__LISTED RECORDS__:

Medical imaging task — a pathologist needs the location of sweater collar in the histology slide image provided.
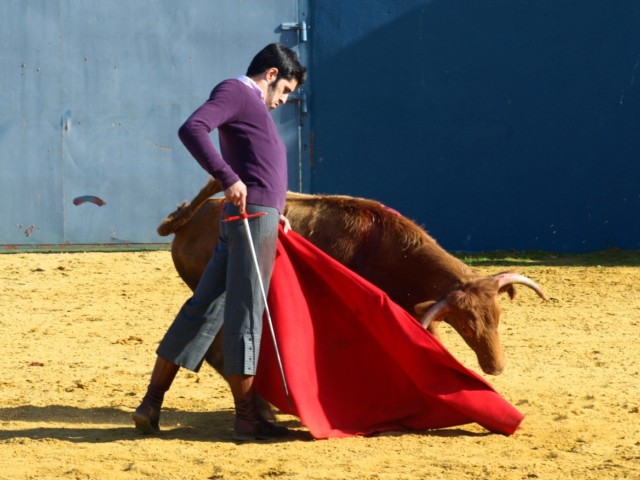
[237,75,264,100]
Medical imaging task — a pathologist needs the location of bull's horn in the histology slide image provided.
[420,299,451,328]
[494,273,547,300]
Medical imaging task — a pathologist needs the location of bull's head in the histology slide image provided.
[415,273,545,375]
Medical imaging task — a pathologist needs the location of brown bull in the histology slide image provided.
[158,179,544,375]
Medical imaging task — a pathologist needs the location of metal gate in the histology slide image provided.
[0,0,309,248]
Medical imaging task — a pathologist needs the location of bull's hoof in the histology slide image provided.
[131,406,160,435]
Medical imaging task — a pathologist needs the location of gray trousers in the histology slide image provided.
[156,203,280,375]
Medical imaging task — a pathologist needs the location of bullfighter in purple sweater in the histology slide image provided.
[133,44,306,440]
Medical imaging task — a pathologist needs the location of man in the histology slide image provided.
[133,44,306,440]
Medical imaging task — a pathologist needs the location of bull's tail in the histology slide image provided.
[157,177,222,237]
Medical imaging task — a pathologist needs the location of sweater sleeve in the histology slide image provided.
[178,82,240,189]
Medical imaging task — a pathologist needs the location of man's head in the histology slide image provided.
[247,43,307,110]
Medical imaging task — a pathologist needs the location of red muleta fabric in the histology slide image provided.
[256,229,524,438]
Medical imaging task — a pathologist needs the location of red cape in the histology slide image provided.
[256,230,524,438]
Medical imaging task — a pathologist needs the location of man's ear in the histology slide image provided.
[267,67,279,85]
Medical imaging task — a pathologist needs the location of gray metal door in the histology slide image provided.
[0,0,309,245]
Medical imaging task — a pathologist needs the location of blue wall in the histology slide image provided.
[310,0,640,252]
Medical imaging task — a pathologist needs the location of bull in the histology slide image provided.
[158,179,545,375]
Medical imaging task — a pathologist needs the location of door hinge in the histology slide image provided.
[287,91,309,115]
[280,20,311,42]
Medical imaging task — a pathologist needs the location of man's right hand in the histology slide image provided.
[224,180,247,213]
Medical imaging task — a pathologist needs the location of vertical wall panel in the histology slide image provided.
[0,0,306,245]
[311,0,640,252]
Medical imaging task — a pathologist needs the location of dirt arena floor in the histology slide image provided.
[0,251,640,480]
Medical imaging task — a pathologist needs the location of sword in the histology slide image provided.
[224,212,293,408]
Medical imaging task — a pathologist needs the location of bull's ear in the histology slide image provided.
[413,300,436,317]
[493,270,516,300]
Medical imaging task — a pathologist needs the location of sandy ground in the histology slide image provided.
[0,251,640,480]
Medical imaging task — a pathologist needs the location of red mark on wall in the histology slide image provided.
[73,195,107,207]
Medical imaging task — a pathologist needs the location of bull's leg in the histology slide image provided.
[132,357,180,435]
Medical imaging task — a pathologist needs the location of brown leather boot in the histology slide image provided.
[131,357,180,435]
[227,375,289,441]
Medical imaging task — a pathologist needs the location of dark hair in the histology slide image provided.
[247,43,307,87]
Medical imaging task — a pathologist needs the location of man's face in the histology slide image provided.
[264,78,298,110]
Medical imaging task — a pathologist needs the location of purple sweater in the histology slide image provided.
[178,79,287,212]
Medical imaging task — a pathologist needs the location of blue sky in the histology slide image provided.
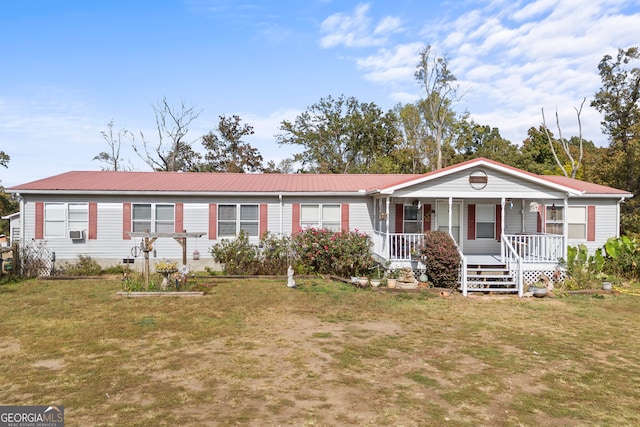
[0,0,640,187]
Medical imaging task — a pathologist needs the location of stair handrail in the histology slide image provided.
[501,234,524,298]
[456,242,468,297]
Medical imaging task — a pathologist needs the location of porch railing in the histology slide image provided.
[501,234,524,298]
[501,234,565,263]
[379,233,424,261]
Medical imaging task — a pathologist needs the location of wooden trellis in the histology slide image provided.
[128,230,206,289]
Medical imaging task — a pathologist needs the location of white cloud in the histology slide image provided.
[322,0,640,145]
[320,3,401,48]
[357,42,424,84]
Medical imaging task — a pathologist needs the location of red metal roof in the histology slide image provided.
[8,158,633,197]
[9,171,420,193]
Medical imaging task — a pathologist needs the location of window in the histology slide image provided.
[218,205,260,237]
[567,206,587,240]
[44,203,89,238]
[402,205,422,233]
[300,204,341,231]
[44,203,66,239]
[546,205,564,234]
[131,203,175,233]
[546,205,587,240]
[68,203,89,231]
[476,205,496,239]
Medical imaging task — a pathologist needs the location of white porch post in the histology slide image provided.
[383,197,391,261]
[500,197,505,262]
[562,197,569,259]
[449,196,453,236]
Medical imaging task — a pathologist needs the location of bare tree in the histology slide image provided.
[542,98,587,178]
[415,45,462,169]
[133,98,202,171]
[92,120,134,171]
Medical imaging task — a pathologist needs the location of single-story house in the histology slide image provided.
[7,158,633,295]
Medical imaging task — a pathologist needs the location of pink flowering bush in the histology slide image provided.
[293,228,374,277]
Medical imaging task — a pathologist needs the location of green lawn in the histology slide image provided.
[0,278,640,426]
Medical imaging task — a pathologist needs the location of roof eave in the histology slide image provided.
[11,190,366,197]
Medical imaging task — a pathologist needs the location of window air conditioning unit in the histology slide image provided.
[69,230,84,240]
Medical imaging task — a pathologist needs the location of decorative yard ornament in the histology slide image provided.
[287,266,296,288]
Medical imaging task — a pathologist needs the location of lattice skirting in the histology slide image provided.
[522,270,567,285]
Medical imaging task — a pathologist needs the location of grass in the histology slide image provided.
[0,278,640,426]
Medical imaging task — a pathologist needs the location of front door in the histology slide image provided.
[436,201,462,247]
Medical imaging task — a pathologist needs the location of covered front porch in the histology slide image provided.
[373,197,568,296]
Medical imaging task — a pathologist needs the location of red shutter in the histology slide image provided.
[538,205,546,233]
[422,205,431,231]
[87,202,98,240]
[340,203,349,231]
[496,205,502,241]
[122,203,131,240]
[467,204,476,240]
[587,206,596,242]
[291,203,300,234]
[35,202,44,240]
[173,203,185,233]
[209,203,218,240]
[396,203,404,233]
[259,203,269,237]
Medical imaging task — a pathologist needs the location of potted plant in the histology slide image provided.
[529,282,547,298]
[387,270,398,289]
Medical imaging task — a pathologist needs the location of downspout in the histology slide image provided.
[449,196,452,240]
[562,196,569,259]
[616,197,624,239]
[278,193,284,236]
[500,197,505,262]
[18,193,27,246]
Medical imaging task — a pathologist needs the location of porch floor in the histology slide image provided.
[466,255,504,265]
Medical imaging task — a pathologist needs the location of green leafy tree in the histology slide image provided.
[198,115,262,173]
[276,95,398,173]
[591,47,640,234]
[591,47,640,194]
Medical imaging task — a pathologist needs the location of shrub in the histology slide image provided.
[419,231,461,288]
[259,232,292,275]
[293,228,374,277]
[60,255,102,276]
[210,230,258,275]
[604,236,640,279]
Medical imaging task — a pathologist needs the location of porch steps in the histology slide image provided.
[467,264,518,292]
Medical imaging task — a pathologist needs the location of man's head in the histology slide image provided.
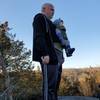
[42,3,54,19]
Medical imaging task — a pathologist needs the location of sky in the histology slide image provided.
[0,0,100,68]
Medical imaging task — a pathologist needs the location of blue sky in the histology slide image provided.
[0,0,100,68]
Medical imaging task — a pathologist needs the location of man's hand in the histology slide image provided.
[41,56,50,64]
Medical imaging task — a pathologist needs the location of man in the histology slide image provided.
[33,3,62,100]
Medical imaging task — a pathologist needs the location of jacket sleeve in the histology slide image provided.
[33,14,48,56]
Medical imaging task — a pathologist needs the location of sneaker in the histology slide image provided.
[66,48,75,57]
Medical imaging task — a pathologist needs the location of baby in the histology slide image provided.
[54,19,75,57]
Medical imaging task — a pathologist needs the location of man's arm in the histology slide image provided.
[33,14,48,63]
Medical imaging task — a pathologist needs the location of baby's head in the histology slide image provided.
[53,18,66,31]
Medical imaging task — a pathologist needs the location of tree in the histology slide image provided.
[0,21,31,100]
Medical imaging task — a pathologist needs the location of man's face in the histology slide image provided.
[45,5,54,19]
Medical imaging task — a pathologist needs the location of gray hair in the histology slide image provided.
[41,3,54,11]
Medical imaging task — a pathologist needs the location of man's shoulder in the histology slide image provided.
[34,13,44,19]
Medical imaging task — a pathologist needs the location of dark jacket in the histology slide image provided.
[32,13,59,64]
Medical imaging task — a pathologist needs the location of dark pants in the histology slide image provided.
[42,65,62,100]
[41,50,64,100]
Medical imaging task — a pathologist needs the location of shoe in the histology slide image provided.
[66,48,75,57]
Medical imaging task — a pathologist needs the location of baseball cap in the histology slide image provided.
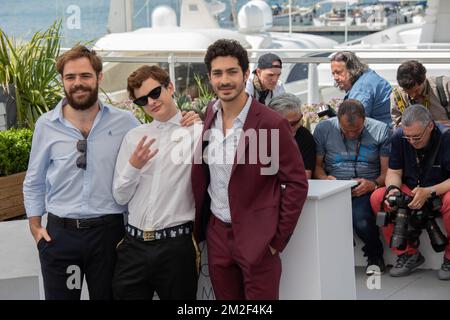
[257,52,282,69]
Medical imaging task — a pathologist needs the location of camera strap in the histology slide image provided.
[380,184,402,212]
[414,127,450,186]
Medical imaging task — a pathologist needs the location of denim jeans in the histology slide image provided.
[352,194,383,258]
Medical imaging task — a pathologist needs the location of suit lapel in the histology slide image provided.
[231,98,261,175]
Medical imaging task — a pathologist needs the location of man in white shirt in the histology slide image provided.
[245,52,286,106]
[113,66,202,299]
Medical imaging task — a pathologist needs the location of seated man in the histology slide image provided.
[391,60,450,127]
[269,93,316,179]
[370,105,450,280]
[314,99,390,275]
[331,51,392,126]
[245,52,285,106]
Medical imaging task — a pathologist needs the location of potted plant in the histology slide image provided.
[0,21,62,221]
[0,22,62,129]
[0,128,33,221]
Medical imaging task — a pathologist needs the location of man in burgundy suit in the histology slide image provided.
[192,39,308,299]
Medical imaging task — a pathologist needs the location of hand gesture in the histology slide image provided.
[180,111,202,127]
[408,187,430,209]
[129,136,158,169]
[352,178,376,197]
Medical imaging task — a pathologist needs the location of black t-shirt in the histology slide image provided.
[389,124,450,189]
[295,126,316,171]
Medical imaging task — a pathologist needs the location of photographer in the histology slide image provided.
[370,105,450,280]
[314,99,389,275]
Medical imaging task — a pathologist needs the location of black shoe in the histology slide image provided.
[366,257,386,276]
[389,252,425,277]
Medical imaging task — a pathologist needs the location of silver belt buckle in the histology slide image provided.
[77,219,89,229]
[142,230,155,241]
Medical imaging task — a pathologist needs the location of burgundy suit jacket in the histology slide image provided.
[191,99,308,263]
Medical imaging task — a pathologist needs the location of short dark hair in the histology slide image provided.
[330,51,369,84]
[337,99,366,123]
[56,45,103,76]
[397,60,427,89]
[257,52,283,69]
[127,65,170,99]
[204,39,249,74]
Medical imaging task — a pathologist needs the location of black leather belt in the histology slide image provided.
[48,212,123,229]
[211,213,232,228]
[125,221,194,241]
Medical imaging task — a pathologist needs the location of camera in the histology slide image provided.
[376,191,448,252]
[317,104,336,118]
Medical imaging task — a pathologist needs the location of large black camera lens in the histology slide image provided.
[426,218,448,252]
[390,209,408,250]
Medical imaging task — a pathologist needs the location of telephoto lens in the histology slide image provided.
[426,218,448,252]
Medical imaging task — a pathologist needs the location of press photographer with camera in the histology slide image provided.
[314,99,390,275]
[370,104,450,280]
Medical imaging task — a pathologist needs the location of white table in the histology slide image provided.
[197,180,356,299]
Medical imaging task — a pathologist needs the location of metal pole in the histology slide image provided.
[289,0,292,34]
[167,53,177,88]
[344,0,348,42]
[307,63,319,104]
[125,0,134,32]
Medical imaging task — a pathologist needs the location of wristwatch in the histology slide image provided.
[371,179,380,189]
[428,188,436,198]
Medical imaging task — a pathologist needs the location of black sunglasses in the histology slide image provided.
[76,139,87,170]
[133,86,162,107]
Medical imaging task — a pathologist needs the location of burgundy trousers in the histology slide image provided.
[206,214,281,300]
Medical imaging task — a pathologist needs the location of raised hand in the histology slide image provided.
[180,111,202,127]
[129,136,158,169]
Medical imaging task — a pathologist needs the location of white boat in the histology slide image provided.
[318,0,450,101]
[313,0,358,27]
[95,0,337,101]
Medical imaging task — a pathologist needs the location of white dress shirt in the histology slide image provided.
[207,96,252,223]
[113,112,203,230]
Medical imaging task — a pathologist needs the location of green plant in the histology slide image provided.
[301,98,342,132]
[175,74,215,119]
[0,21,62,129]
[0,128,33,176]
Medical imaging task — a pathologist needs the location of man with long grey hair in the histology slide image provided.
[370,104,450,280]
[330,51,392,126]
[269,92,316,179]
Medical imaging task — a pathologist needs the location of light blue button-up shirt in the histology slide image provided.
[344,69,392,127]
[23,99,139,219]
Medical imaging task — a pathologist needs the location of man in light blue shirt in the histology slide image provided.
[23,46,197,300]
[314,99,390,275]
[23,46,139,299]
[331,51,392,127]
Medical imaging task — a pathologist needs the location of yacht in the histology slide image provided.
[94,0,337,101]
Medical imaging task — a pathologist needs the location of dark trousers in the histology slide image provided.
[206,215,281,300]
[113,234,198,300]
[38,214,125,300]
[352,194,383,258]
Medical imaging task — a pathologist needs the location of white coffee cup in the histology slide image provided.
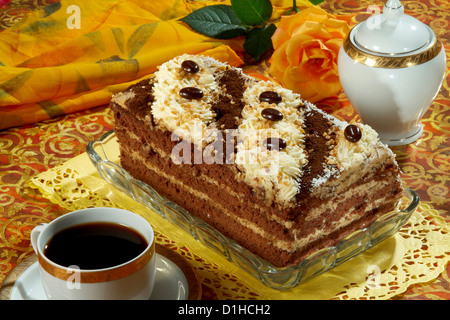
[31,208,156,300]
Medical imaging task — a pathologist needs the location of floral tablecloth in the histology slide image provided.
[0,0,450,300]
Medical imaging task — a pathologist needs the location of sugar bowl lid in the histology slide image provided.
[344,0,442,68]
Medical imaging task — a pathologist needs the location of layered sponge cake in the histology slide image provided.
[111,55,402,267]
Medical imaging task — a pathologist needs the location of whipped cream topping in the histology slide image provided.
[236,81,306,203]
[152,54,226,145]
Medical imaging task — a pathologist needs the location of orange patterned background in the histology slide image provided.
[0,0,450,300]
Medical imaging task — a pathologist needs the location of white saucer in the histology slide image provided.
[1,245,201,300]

__INSTRUCTION__: Copy word for word every line from the one containing "pole in the histology slide image provided." down to the one containing "[125,0,134,32]", including both of those lines.

__TASK SOLUTION__:
Medical imaging task — a pathologist needs the location of metal pole in the histology slide image provided.
[289,0,292,34]
[167,53,177,88]
[344,0,348,42]
[307,63,319,104]
[125,0,134,32]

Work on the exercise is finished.